__Work task__. Set the data down again, word for word, as it appears below.

__Listed records__.
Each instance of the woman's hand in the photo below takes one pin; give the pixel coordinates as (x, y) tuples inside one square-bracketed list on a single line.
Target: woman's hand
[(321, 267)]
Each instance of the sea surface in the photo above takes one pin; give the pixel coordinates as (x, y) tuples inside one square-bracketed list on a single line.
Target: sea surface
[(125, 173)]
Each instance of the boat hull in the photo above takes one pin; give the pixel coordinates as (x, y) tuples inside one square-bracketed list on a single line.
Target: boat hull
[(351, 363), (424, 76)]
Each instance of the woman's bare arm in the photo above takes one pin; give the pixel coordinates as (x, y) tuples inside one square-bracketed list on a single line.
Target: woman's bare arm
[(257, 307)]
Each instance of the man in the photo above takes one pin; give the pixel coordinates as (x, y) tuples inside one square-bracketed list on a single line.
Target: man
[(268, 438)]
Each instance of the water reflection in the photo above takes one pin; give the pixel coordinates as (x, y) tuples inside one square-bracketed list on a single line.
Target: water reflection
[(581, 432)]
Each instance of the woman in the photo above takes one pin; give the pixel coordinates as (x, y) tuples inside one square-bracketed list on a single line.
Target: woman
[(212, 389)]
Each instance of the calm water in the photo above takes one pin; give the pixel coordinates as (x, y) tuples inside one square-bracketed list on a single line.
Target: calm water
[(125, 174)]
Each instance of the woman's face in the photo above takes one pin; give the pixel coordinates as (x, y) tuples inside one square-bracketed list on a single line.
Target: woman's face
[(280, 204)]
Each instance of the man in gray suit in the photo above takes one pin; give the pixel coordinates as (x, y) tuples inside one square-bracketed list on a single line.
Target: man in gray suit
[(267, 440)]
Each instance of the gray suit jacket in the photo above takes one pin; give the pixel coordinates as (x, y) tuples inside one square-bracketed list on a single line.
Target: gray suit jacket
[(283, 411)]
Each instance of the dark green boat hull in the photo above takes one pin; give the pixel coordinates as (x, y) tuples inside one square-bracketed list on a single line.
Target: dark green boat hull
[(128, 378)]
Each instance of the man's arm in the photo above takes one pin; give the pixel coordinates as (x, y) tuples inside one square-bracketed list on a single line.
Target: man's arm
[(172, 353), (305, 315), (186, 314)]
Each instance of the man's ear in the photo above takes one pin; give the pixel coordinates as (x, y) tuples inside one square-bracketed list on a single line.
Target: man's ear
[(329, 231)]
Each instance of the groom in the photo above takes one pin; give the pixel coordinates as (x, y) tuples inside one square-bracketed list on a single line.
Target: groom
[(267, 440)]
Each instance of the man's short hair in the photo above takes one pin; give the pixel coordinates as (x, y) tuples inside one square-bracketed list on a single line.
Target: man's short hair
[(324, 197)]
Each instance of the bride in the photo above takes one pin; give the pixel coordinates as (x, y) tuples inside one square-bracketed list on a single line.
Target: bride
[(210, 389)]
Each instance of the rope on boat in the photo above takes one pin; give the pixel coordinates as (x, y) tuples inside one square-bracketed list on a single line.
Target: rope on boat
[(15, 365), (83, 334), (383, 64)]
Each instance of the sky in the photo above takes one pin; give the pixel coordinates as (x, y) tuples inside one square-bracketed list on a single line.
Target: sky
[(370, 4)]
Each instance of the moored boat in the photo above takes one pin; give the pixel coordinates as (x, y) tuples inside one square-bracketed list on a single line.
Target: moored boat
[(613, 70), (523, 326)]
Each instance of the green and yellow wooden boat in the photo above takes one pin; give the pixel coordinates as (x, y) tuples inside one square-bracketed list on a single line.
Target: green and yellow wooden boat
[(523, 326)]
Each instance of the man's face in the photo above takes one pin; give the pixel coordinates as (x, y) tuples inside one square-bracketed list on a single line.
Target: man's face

__Solution__.
Each instance of the woman's hand in the photo below takes one pin; give the pixel coordinates as (x, y) tuples inside one square-bracketed list on a single line.
Target: woman's hand
[(321, 267)]
Each instance of the sea surface in the photo above takes one pin; give the pixel coordinates as (x, y) tuples inside one square-bracketed list on a single line.
Target: sea surface
[(125, 173)]
Each instance of the boat hull in the photo above takes one pin; give the pixel coordinates as (x, y) tuples inside one square-bracketed list on a single line.
Target: boat hull
[(351, 363), (424, 76)]
Each instance of the woman's bare arm in the photo above takes one pin; give the pixel coordinates as (x, y) tuples inside one square-bracketed list on a single line.
Target: woman's bare arm
[(257, 307)]
Each instance of the man in the photo above takes one pin; give the pixel coordinates as (x, y) tuples inside one square-bracketed list on a single line.
Target: man
[(268, 438)]
Each instance of the water reflection in the photo above takes one pin; give the pixel coordinates as (x, y) tuples inside one square-bracketed list on a single line.
Target: water reflection
[(581, 432)]
Each instance of the woman in the photo above takes one pin; give the pixel coordinates as (x, y) tuples inside one square-bracketed list on a single line.
Target: woman
[(212, 389)]
Each instance of the calm water in the photo above takes one pin; give the pixel coordinates as (x, y) tuples inside one square-bracketed list on a single line.
Target: calm water
[(125, 174)]
Each instance of the woman's face in the photo above takes one pin; give the pixel coordinates as (x, y) tuples inside one square-bracketed list on a single line.
Target: woman's face
[(280, 204)]
Each instance of the man in gray suit in the photo above takes one pin; give the pixel coordinates as (x, y) tuples inside one square-bracketed list on a single line.
Target: man in gray suit
[(267, 440)]
Each instance of the gray suit jacket in the photo above takes one pin; give the pixel coordinates as (x, y) tuples inside one square-bracketed list on a single line.
Target: gray suit jacket
[(283, 411)]
Each instance of the dark green boat hull in the photo above takes one pin; give the pixel coordinates as (x, y) tuples inside one square-bracketed list on a single line.
Target: dark green boat hull
[(128, 378)]
Each instance of the man's arm in the photo above takes one pin; give the pixel coordinates as (x, y) tuples inside one square-bracketed list on a single line.
Target: man's arm
[(172, 353), (305, 315), (186, 314)]
Each instance of the man's ear in the photo above takes one pin; give the pixel coordinates as (x, y) tuples inside one square-bracketed list on a single line.
Target: man's ear
[(329, 231)]
Each instance of the groom in the photo above takes one pin; give the pixel coordinates as (x, y) tuples inside one square-bracketed list on a single line.
Target: groom
[(267, 440)]
Each instance of the man's short hair in the photo above takes one pin; give the pixel coordinates as (x, y) tuples inside one square-bracketed list on a single line.
Target: man's short hair
[(324, 197)]
Each instance of the bride in the photo above takes one pin; give the pixel coordinates as (x, y) tuples inside one square-bracketed list on a single line.
Target: bride
[(210, 389)]
Each instance of the rope on boat in the photo above takes one pin; give the pixel coordinates as (x, y) tuples inside one square-bracketed list on a single line.
Target: rope on boat
[(15, 365), (83, 334), (383, 64)]
Each instance of the sky in the photo above takes one pin; give the pixel coordinates as (x, y) tuples inside one square-bracketed list on a single line.
Target: sky
[(370, 4)]
Each instance of the moored boat in the photo above takes one pin; give the pixel coordinates as (x, y) tuples inside one square-bracketed list on a single line.
Target: moored boat
[(613, 70), (523, 326)]
Each instance of the green and yellow wooden boat in the photo above takes one pin; give the pixel coordinates as (x, y) tuples inside one square-bracketed list on a single line.
Target: green and yellow wooden boat
[(523, 326)]
Each instance of the man's face in the photo above takes one pin; give the pixel coordinates as (x, y) tuples inside one square-bracketed list on a single line.
Target: man's face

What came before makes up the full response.